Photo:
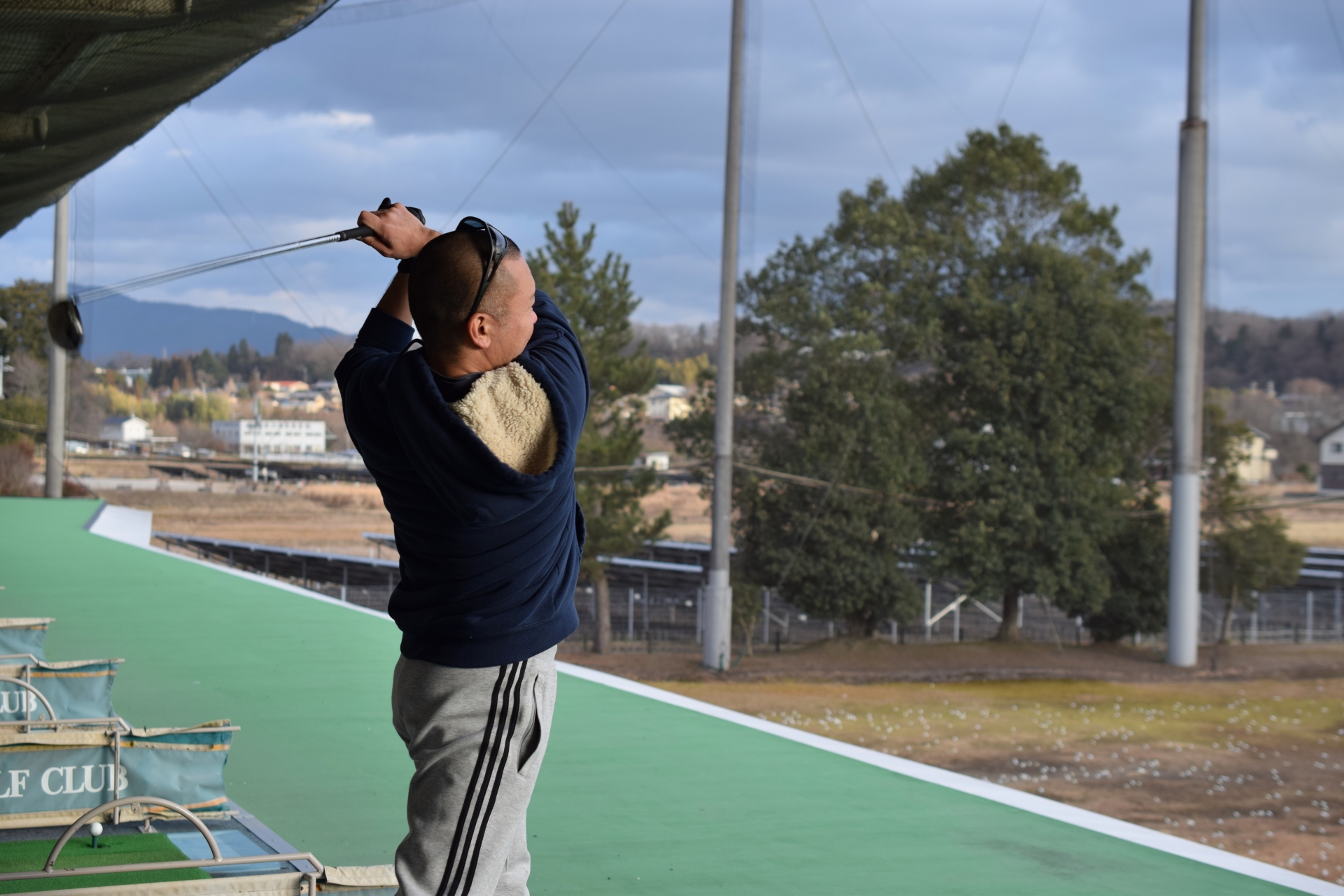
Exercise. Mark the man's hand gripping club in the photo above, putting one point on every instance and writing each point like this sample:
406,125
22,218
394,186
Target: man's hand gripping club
397,234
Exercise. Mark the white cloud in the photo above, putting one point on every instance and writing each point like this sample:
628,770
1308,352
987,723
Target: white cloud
302,140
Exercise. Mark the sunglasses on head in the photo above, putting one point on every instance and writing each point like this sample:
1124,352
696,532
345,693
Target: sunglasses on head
499,246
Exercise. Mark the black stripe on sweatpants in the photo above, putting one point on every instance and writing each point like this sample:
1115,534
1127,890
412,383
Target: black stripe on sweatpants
470,786
477,822
499,776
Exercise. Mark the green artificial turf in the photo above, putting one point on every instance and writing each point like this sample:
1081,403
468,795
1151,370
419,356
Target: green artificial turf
635,796
113,849
309,682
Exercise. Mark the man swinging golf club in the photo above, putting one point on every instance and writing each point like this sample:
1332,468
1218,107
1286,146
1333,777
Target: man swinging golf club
470,438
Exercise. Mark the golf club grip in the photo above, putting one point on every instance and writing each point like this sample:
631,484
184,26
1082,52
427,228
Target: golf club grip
356,232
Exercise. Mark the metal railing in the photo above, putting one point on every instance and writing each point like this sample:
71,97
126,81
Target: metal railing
216,860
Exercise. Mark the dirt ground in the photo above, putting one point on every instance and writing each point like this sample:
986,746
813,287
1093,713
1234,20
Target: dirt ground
1249,761
875,660
690,511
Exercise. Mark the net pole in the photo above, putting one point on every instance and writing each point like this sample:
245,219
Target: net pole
718,594
57,360
1189,406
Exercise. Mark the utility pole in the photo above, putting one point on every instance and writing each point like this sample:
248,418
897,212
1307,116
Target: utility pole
1189,424
58,365
718,596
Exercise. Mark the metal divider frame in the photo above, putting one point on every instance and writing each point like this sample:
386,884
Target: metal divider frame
214,862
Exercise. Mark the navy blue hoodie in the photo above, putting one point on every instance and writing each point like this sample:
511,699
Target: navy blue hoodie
489,555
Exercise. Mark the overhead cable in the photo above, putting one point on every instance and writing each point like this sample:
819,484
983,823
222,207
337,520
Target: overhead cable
538,111
237,229
1335,29
854,89
355,14
585,137
917,64
242,204
1022,57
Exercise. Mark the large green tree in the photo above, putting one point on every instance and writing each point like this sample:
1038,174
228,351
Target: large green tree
598,300
1044,374
23,307
824,394
976,354
1247,548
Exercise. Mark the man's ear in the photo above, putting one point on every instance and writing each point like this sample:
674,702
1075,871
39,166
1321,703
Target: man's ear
479,331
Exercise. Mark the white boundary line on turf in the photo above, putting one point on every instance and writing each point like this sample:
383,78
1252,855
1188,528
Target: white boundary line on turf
977,788
242,574
274,583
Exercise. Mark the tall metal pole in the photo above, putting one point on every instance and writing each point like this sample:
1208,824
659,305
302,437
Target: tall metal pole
718,596
57,356
1187,430
255,441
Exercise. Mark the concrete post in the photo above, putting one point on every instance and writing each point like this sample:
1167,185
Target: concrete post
927,612
1183,583
1310,614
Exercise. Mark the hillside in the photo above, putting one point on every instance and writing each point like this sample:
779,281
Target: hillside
121,326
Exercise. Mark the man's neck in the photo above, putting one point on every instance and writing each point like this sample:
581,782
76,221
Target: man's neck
454,363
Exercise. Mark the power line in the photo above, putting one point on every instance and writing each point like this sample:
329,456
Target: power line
855,90
917,64
538,111
237,229
585,137
356,14
244,204
1335,29
1022,57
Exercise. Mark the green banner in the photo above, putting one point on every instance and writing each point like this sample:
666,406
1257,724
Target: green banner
76,690
76,771
23,636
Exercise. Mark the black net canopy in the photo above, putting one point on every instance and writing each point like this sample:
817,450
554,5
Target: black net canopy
81,80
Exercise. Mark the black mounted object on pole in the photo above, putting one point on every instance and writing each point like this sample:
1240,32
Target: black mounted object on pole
65,326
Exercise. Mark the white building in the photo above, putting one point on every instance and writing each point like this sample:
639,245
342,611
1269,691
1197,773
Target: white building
273,437
125,429
1332,460
1259,458
668,402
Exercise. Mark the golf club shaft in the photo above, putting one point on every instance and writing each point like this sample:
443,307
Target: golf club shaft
163,277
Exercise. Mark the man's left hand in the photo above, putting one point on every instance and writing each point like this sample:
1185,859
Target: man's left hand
397,232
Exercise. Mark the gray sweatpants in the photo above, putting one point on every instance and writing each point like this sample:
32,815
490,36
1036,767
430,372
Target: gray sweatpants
477,738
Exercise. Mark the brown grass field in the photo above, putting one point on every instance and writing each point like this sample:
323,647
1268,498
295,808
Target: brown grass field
1246,760
1253,767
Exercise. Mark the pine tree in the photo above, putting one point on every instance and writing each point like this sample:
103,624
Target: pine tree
598,300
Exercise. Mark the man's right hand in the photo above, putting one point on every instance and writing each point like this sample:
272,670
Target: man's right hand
397,232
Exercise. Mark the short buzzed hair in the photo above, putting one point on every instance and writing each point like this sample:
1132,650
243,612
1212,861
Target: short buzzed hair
444,281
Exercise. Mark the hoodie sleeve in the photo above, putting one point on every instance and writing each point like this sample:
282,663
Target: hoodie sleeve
556,348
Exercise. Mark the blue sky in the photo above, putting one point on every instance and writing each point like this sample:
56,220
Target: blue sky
419,106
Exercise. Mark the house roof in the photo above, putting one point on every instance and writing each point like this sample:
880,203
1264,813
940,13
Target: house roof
1329,431
85,78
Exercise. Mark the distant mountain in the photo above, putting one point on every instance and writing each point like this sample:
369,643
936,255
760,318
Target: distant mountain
120,324
1243,348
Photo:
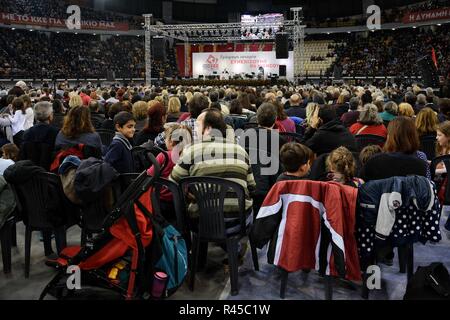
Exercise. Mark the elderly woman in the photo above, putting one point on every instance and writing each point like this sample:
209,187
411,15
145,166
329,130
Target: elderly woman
390,112
173,109
406,110
155,123
78,128
369,122
140,110
39,140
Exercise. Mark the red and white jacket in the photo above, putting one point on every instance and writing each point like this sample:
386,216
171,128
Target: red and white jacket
310,225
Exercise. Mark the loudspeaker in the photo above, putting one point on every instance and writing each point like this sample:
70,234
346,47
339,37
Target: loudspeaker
428,72
282,45
159,48
282,70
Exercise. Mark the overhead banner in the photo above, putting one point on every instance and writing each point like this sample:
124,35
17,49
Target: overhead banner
419,16
241,63
13,18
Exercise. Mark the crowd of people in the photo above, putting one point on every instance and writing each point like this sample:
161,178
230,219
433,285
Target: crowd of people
40,55
57,9
393,53
393,15
307,132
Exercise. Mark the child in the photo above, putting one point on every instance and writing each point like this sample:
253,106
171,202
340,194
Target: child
368,152
443,148
10,156
119,152
176,138
342,167
296,159
18,120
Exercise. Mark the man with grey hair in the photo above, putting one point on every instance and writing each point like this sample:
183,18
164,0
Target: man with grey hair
296,108
39,140
97,118
351,117
421,102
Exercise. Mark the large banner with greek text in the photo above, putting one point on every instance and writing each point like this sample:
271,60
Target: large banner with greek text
13,18
241,63
438,14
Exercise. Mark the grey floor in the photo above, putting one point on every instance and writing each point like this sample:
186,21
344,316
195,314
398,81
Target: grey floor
212,283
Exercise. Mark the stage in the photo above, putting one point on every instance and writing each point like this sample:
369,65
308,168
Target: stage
231,82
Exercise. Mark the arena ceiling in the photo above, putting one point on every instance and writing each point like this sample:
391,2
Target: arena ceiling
224,10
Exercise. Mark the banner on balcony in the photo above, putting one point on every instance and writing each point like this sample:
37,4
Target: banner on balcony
419,16
13,18
241,64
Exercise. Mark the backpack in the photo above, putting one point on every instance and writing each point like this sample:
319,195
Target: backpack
168,252
429,283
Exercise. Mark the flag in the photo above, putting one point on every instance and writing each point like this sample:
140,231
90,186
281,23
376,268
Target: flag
433,56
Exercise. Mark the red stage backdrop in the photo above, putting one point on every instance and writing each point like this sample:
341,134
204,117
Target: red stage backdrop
13,18
224,47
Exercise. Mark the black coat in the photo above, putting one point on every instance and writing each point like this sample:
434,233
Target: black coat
93,175
329,137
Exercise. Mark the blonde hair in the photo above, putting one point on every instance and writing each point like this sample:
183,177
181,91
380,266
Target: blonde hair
75,101
405,109
444,127
180,135
188,96
140,110
311,108
174,105
426,122
342,161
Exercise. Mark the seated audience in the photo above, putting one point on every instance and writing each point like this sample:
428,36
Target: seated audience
296,160
78,128
369,122
10,156
327,133
342,167
119,152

====================

*The exercise*. Set down exactly what runs from the line with "Exercise. Mark the blonde" to the last line of the data above, including both of those lines and no others.

*Reply*.
Exercise. Mark the blonde hair in the photo above, putting one point on every instance and writing each point like this sample:
183,177
181,91
380,266
Target: blonde hair
75,101
405,109
444,127
180,135
188,96
140,110
311,108
174,105
426,122
342,161
Exercise. Mark the seated audience in the photo above, putting one point on every instance and writing each point like this sample:
428,36
Target: seated audience
296,160
78,128
369,122
10,156
327,133
342,167
119,152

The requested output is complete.